Update the lines below by replacing "Put a pin on" with "Place a marker on" wherever it occurs, and leave everything else unchanged.
*** SOURCE DATA ***
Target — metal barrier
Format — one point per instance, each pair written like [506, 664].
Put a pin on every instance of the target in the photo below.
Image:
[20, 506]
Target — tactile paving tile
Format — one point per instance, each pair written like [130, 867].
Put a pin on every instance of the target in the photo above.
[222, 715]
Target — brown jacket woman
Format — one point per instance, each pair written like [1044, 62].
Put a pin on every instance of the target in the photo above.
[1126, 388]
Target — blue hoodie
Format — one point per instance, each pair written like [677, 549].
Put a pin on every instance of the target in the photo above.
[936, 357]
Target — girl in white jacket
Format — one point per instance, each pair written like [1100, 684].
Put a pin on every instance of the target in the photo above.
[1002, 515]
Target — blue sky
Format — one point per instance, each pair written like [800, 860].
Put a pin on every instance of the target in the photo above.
***
### SOLUTION TO THIS PROBLEM
Target — metal barrier
Format — one point per instance, each pair written like [506, 664].
Place a marker on every instance of the target in the photo below.
Image:
[20, 506]
Target — tactile paving tile
Format — one point per instance, each pair written like [130, 867].
Place a marker on every instance of the target in the photo above.
[222, 715]
Target — brown jacket woman
Format — one point per instance, each pair written like [1044, 62].
Place a marker on every instance of the target in the photo above.
[1126, 388]
Target — blue hoodie
Format — one point per instance, each pair written like [677, 549].
Place a marker on every instance of the target in the photo above.
[936, 357]
Target — girl in white jacket
Format — one point per instance, each pair written like [1100, 684].
Place a marker on every instance of the target in the photo above.
[1002, 515]
Target — blue sky
Format — one point per instance, each pair written like [800, 860].
Place a marker on every instance of the target in the photo above.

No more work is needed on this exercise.